(RECORDS FOR THIS EXERCISE):
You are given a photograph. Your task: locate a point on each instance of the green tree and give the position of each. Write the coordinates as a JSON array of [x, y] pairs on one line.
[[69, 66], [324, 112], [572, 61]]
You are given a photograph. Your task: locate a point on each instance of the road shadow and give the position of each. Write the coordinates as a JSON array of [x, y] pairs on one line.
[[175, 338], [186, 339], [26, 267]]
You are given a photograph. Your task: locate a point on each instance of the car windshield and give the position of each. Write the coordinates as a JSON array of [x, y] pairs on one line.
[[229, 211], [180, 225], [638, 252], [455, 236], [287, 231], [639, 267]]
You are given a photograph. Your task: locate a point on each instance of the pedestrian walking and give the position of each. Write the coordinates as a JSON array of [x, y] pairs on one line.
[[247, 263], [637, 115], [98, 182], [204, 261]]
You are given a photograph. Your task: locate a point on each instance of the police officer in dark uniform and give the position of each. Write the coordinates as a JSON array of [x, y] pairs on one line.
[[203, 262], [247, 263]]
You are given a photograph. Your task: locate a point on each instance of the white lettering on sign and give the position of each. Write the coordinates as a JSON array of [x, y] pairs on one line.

(DIRECTIONS): Repeat the records verbatim, every one of them.

(ANSWER SPACE):
You are given a photograph. Your task: locate a point on each instance of the green tree and give the position of each. Write the coordinates as a JSON array of [x, y] pairs on one line.
[[69, 66], [324, 112], [572, 61]]
You are given a photograph. Your task: locate a point on each instance of the road shadow and give the position of each. Write the coordinates as a JSON array of [x, y] pairs on one line.
[[175, 338], [186, 339], [26, 267]]
You are given a photograph. Your task: locate a point on each instance of the car windshield and give the position of each. Write the coordinates as a JSON array of [x, y] pairs on one line.
[[229, 211], [180, 225], [638, 252], [455, 236], [287, 231], [639, 267]]
You are given a photograph. Your task: locate a point on each instance of the pedestrian walking and give the position of each. Write the coordinates as a JSON array of [x, y] pairs on one line.
[[247, 263], [637, 115], [98, 182], [204, 261]]
You are given a photograph. Your task: locate a point on each instance of the police officer in dark uniform and give the position of each. Write the coordinates as a JSON array of [x, y] pairs on one line.
[[203, 262], [247, 263]]
You are given a photograph. Your task: locate a point on each instance of the white lettering on sign and give the position of each. Write the coordinates as a JSON array of [x, y] pairs on one line.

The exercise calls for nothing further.